[Start of DATASET]

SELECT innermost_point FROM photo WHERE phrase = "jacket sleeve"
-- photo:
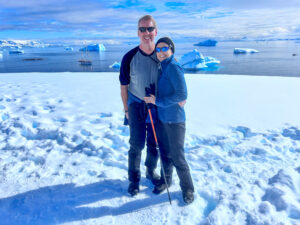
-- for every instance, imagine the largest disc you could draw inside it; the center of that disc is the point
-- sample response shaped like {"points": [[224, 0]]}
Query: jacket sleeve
{"points": [[176, 77]]}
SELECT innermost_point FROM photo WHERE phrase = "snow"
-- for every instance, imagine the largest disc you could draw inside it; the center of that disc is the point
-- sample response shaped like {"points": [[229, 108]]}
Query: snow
{"points": [[63, 152], [69, 49], [20, 43], [16, 51], [93, 47], [194, 60], [207, 43], [244, 50]]}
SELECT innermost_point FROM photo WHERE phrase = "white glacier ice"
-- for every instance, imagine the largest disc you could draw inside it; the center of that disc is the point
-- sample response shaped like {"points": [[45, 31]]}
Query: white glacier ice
{"points": [[244, 50], [69, 49], [93, 48], [207, 43], [194, 60], [115, 65]]}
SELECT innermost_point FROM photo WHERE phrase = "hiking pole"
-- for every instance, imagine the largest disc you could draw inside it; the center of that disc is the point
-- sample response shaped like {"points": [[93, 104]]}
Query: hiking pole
{"points": [[157, 147]]}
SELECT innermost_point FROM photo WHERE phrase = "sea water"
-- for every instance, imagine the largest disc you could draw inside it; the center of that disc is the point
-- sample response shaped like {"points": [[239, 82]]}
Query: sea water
{"points": [[275, 58]]}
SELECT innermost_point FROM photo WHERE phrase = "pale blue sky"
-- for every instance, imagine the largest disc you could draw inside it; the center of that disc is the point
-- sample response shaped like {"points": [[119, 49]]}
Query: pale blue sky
{"points": [[78, 19]]}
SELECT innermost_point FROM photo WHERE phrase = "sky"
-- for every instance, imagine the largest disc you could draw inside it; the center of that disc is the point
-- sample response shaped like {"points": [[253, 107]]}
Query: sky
{"points": [[112, 20]]}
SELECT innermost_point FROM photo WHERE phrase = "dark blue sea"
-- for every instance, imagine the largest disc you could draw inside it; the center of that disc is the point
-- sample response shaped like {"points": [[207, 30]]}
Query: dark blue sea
{"points": [[275, 58]]}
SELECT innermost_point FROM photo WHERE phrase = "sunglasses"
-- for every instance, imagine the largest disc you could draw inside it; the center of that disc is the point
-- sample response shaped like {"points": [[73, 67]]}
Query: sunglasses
{"points": [[162, 49], [143, 29]]}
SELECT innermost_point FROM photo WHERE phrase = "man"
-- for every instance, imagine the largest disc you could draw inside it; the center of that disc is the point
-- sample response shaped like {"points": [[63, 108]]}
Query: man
{"points": [[139, 69]]}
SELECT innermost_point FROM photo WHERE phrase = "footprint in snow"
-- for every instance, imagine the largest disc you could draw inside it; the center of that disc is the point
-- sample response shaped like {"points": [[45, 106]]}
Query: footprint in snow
{"points": [[103, 115]]}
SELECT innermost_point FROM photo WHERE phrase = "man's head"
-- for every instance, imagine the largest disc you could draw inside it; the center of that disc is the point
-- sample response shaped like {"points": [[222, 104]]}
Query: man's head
{"points": [[147, 29]]}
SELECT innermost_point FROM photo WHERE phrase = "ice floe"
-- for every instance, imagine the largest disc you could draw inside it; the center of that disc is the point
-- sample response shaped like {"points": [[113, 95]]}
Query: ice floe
{"points": [[194, 60], [244, 50]]}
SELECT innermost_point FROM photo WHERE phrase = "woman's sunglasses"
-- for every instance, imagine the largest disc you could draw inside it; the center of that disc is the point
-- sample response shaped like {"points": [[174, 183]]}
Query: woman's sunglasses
{"points": [[143, 29], [162, 49]]}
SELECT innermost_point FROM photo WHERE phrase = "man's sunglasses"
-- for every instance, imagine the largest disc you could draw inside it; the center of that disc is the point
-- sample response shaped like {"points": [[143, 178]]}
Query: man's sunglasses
{"points": [[162, 49], [143, 29]]}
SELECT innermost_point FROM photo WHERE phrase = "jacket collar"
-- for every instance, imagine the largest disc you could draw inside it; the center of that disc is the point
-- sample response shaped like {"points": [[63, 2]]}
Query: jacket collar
{"points": [[165, 62]]}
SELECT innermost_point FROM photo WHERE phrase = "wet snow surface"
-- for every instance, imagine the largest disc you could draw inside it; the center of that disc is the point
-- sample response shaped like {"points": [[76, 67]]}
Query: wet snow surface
{"points": [[63, 159]]}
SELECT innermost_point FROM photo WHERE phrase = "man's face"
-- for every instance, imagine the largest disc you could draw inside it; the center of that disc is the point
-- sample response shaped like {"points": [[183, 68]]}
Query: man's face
{"points": [[147, 37]]}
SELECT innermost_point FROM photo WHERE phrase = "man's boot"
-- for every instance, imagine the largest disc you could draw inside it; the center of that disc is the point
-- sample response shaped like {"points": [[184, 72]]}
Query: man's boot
{"points": [[188, 196], [152, 176]]}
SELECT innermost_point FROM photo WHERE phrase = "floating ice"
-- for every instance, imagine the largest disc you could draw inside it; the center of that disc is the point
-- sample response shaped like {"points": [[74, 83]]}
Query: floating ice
{"points": [[207, 43], [194, 60], [115, 65], [244, 50], [93, 48], [17, 51], [69, 49]]}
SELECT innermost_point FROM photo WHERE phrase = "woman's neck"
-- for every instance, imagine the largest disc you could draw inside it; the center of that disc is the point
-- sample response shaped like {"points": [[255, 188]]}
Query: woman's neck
{"points": [[148, 49]]}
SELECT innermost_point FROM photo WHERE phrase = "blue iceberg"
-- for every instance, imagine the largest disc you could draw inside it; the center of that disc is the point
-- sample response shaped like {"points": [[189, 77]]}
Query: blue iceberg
{"points": [[207, 43], [244, 51], [93, 48], [17, 51], [69, 49], [115, 65], [194, 60]]}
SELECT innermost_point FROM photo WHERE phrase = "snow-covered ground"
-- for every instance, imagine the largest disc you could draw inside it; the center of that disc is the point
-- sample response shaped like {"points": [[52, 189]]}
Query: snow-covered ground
{"points": [[63, 152]]}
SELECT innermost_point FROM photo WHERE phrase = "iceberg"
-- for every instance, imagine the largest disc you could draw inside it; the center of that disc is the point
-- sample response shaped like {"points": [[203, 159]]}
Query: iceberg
{"points": [[244, 50], [93, 48], [194, 60], [17, 51], [115, 65], [69, 49], [207, 43]]}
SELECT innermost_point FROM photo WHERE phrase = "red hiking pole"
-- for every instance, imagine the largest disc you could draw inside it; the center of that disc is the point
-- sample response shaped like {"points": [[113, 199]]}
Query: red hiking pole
{"points": [[157, 147]]}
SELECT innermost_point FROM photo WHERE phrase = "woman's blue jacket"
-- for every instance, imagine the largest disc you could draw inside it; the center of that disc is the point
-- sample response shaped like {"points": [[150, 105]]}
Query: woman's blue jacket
{"points": [[171, 89]]}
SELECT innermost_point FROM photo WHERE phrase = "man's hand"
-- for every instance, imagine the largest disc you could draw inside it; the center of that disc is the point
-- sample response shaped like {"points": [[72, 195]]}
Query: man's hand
{"points": [[181, 104], [150, 99]]}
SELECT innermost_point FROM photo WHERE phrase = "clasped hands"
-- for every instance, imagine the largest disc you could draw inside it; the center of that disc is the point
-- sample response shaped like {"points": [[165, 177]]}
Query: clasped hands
{"points": [[151, 99]]}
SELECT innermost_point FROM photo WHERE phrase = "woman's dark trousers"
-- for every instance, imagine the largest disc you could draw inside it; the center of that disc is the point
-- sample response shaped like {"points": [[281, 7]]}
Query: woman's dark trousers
{"points": [[171, 144]]}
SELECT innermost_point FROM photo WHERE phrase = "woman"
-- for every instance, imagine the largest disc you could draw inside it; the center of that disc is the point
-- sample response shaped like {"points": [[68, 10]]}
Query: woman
{"points": [[170, 127]]}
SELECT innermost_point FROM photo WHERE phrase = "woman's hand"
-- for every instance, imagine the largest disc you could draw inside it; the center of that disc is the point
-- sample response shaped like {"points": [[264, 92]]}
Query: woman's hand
{"points": [[150, 99], [181, 104]]}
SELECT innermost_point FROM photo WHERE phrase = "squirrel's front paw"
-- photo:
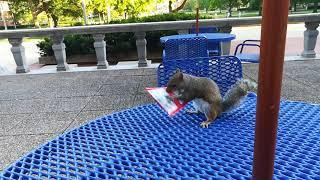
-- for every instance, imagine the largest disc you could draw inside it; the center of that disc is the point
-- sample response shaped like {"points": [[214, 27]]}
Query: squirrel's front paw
{"points": [[205, 124]]}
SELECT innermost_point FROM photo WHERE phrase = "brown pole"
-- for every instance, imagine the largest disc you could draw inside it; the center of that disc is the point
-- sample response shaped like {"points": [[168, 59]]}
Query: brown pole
{"points": [[197, 17], [273, 38], [197, 21]]}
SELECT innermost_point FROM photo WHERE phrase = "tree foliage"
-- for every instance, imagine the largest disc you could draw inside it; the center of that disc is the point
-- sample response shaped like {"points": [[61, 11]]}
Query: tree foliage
{"points": [[132, 8]]}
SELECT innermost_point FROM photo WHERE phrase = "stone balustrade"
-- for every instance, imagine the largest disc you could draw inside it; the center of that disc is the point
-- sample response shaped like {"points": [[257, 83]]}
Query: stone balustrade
{"points": [[98, 32]]}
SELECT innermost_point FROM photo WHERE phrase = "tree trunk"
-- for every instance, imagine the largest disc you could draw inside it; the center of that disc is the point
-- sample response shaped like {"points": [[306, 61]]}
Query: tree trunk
{"points": [[230, 11], [315, 10], [260, 8], [180, 7]]}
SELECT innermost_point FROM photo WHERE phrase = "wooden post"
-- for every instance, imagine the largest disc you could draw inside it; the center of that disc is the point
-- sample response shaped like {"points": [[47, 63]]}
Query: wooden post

[End of DATASET]

### PROBLEM
Filter the listing above and copy out every line that contains the string "sunglasses".

### RESPONSE
SELECT innermost_point FROM photo WHERE phrase = "sunglasses"
Query: sunglasses
SELECT innermost_point FROM photo WHERE phrase = "woman's sunglasses"
Query: woman's sunglasses
SELECT innermost_point FROM photo WHERE phrase = "man's sunglasses"
Query: man's sunglasses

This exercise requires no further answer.